■ Problem requirements ■
Render every row below as a Markdown table with the columns "No." and "Line". Put a sequential number in "No." and the line in "Line", and leave out blank lines.

[Some rows]

|---|

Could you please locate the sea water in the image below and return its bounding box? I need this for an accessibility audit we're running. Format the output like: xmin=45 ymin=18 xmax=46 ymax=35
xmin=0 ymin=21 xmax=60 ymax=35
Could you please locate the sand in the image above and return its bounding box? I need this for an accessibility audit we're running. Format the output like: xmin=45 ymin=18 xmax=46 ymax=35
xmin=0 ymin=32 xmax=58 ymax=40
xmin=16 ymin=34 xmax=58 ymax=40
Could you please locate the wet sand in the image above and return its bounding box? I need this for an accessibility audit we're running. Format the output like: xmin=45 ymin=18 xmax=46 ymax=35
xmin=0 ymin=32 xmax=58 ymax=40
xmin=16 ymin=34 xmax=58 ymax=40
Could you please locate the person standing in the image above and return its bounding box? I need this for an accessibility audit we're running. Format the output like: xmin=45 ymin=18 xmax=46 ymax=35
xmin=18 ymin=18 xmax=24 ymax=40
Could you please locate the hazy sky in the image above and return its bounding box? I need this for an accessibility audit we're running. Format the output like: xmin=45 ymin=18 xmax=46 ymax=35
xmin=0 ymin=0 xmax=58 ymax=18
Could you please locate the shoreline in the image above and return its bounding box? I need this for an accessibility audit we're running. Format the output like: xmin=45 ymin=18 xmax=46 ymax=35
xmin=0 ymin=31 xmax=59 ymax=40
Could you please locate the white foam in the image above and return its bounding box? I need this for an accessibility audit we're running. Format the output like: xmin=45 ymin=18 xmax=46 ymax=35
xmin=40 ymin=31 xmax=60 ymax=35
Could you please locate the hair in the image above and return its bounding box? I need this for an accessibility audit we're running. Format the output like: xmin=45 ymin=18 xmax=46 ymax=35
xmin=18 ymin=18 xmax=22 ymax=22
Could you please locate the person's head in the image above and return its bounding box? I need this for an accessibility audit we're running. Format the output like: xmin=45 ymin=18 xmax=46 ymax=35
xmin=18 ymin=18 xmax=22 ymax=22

|---|

■ Written reply ■
| No. | Line |
|---|---|
| 1 | Could you please locate the sea water in the image below and return its bounding box? I need this for an accessibility audit we're running. Format the output like: xmin=45 ymin=18 xmax=46 ymax=35 |
| 2 | xmin=0 ymin=21 xmax=60 ymax=35 |
| 3 | Could you please locate the sand in the image above and return its bounding box? I need this for an accessibility audit we're running. Format the output like: xmin=45 ymin=18 xmax=46 ymax=35 |
| 4 | xmin=0 ymin=32 xmax=58 ymax=40 |
| 5 | xmin=16 ymin=34 xmax=58 ymax=40 |
| 6 | Could you please locate the wet sand in the image above and return its bounding box? I need this for an accessibility audit we're running. Format the output like: xmin=45 ymin=18 xmax=46 ymax=35 |
| 7 | xmin=0 ymin=32 xmax=58 ymax=40 |
| 8 | xmin=16 ymin=34 xmax=58 ymax=40 |
| 9 | Could you please locate the person standing in the image above and return its bounding box? I need this for an accessibility audit we're running. Format the output like: xmin=45 ymin=18 xmax=46 ymax=35 |
| 10 | xmin=18 ymin=18 xmax=24 ymax=40 |
| 11 | Could you please locate the hazy sky in the image above and return its bounding box? I need this for an accessibility audit we're running. Format the output like: xmin=45 ymin=18 xmax=46 ymax=35 |
| 12 | xmin=0 ymin=0 xmax=58 ymax=18 |
| 13 | Could you please locate the shoreline in the image above and return its bounding box? I need this for an accessibility audit we're running. Format the output like: xmin=45 ymin=18 xmax=46 ymax=35 |
| 14 | xmin=0 ymin=31 xmax=59 ymax=40 |
| 15 | Could you please locate the white foam in the image above and return its bounding box? I need this for an accessibility audit we're running. Format the output like: xmin=45 ymin=18 xmax=46 ymax=35 |
| 16 | xmin=40 ymin=31 xmax=60 ymax=35 |
| 17 | Could you please locate the hair in the image above and return its bounding box? I need this for an accessibility audit we're running. Format the output like: xmin=45 ymin=18 xmax=46 ymax=35 |
| 18 | xmin=18 ymin=18 xmax=22 ymax=22 |
| 19 | Could you please locate the person's head in the image above and return its bounding box? I need this for an accessibility audit we're running. Format the output like: xmin=45 ymin=18 xmax=46 ymax=35 |
| 20 | xmin=18 ymin=18 xmax=22 ymax=22 |